[Set problem]: Return every line of the entries below word for word, leaving the pictures out.

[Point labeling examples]

** BEGIN **

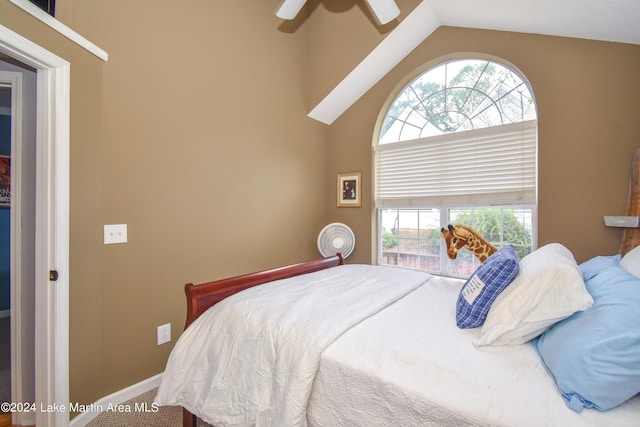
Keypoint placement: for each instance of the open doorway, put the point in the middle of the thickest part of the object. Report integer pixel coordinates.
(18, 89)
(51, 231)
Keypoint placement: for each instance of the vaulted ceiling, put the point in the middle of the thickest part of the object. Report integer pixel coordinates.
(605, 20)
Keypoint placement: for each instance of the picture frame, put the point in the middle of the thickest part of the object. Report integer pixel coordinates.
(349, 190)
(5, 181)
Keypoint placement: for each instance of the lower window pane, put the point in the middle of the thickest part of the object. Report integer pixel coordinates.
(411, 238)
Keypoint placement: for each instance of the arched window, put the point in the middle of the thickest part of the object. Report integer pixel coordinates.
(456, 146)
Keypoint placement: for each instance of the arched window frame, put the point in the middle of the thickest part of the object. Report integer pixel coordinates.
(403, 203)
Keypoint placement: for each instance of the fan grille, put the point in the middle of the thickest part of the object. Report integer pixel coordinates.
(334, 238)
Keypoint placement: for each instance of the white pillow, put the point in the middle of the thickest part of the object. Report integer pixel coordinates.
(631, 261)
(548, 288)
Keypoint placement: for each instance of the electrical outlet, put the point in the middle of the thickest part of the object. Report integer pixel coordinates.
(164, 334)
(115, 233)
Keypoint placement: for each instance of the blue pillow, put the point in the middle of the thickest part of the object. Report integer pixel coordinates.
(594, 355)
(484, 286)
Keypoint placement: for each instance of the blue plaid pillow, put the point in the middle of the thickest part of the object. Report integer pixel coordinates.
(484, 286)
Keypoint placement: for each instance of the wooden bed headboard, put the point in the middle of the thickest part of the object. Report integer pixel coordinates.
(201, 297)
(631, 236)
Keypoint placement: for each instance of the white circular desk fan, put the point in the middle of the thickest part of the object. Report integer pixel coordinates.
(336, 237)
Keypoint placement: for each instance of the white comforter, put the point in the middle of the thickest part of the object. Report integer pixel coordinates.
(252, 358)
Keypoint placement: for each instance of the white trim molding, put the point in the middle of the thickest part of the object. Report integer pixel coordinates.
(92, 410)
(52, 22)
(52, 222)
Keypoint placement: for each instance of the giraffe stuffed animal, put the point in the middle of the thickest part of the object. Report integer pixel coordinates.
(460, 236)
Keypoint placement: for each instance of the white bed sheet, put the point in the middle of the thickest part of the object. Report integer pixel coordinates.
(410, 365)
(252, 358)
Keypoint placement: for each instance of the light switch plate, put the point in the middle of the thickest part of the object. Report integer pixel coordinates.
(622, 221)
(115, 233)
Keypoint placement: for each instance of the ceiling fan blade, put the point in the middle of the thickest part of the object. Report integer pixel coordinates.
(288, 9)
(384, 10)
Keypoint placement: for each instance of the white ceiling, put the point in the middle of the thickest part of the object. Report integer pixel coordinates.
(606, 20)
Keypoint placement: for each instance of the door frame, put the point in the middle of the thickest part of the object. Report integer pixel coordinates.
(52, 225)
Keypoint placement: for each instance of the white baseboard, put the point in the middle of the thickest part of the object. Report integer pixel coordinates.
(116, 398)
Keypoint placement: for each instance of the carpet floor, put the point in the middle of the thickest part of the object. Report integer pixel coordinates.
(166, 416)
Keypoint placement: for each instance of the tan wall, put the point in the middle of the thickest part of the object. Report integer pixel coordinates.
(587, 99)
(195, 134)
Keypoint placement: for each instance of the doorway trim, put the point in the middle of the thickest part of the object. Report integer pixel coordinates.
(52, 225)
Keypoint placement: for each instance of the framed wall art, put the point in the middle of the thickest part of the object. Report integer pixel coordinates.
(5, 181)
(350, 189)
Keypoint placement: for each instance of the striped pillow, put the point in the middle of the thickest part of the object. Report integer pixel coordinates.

** END **

[Solution for this task]:
Keypoint placement: for each instance of the open doorway, put the point in the middle of the thickest part of the object. Report integer pixel coordinates.
(18, 89)
(51, 231)
Keypoint placement: for each instance of the vaulted ceiling, put the point in the middle of the thickest part of the object. Report integer pixel coordinates.
(605, 20)
Keypoint placement: for each instance of the picture frame, put the point in the middle of the thickest part of the object. Report integer pixel coordinates.
(349, 190)
(5, 181)
Keypoint placement: for each instance of the lower window pane, put the point in the middle of the thickest part of the object. Report integer pixel coordinates.
(411, 238)
Keypoint placement: for each instance of the arched window, put the point in the middle of the thickest part of the object. Report integer pixel coordinates.
(456, 146)
Keypoint placement: for each instance of the arched window frame, put the point in the middle of the thickest part of the object. Report integer pixel coordinates.
(403, 203)
Keypoint placement: for each instance of the fan grille, put the point in the middle of the thickest part of the object. Report integer pixel coordinates.
(334, 238)
Keypoint placement: for each instance of the white pillow, put the point in the middle of the thickest part of the object. Report integer pixel coordinates.
(631, 261)
(548, 288)
Keypoint placement: for each instance of the electrical outlet, put the point in the middle of the thickest part of the object. Report integer pixel coordinates.
(164, 334)
(115, 233)
Keypoint placement: for each instance of the blue pillow, put the point in the middle of the thickest part of the object. Report integer pixel coordinates.
(594, 355)
(484, 286)
Keypoint placement: for each instance of the blue plaid pillow, put the point in the middle of the thickest part of the object. Report integer pixel coordinates.
(484, 286)
Keypoint placement: for each instance of the wooden bed headboard, put the point in the middle of the thickest part of the object. Report integer pixel coordinates.
(201, 297)
(631, 236)
Keypoint placement: for each instance of the white circular desk fan, put the point in the middle of the thickest part of the object. Report integer pixel coordinates.
(336, 237)
Keypoint placement: for each instance of the white comforter, put the point in the middle of the thickest part of the object. Report integer pixel coordinates.
(252, 358)
Keypoint placement: for each instance of the white trim molding, put the point in the middle of the thickest part of the object. Report integer pixel coordinates.
(92, 410)
(52, 22)
(52, 222)
Keypoint placement: for each instance of the giraffe stuffed animal, put the point in the middle of the thickest part of the object. Report integer pixel coordinates.
(460, 236)
Keypoint placement: for each instance of the white bed sheet, put the point in the middle of the thickest part of the object. Report integer pixel coordinates.
(410, 365)
(252, 358)
Keypoint placement: for each instance of the light switch plate, put the point in the middle of the thickest part of the object. Report integer pixel coordinates.
(622, 221)
(115, 233)
Keypoint placement: for each instance of the ceiling fan blade, put the point in the middle of the thickest part of the object. Report integer pixel coordinates.
(288, 9)
(384, 10)
Keypoint placement: for each instance of the white ceiling, put the point in the middle of the thickest part of the object. Report integer pixel coordinates.
(606, 20)
Keypoint placement: for each instance of the door frame, put the point in the middle of the thickest part of the object. Report integer pixel coordinates.
(52, 225)
Keypoint placement: for each instance of the white baseboard, put the point in the middle of the thickest part of the object. Report integer pixel coordinates.
(116, 398)
Keypoint placement: for each instance of the carpet floor, put the point in the middle of the thickest part of the object. Report integer pixel coordinates.
(166, 416)
Keypoint placement: for each instance of the tan wall, put the point in the middle of the thickest part of the object. Report integer pixel coordinates.
(587, 99)
(195, 134)
Keypoint placement: for each instance of the doorway trim, put the point in the middle of the thickest part of the object. Report integer pixel coordinates.
(52, 225)
Keypoint placement: for each instance of the framed wall art, put the point in the middle of the thickest part of the object. Report integer pixel coordinates.
(5, 181)
(350, 189)
Keypoint placement: for each instance of the striped pillow, put the point in the middle of the thickest part of the object. Report integer pixel coordinates.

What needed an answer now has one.